What the task requires: Every record shown here must be duplicated without change.

Extracted records Block Start

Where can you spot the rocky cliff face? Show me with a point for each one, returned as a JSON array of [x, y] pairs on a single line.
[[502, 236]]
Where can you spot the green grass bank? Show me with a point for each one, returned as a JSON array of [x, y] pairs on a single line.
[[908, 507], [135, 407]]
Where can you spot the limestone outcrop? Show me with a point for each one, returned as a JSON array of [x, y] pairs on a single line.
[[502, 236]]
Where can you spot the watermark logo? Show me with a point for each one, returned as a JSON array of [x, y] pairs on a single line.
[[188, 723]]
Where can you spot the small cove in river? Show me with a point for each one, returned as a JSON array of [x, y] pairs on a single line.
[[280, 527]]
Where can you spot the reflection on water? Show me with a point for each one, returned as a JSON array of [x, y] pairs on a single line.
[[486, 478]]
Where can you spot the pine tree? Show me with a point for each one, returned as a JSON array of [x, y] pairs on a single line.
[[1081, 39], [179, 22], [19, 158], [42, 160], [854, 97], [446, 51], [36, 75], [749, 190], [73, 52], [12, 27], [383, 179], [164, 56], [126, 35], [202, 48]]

Extracted records Block End

Exercise result:
Where can you spot the rocky cliff face? Show me with a point for each one, returned as a JSON array of [x, y] pairs on a single line.
[[502, 236]]
Where can you spot the green grass bank? Show me with a point for each one, returned as a JSON array of [x, y] pairs on a single line.
[[908, 507], [135, 407]]
Where can you spot the limestone outcrop? Show me with a point for each one, returned as a JSON array of [x, y] pairs on a single line.
[[502, 236]]
Where can you spot the watermark logo? Show me with a point for each one, returned as a JSON array of [x, y] pairs on a single line.
[[188, 723]]
Where can you spot the small cove in river? Show me with a point for each one, returned as a JSON array of [x, y] pairs on a single line.
[[280, 527]]
Where can you spot the reflection on water? Show me with a point for each one, returned as a JSON array of [x, y] pairs on a single line.
[[486, 478]]
Where can you spot the pine tree? Show me with a point for each one, returned as a JSON array of [x, y] pairs on a single line.
[[1081, 39], [179, 22], [19, 158], [42, 160], [854, 97], [446, 51], [36, 75], [749, 190], [73, 52], [12, 27], [383, 179], [164, 56], [126, 35], [202, 48]]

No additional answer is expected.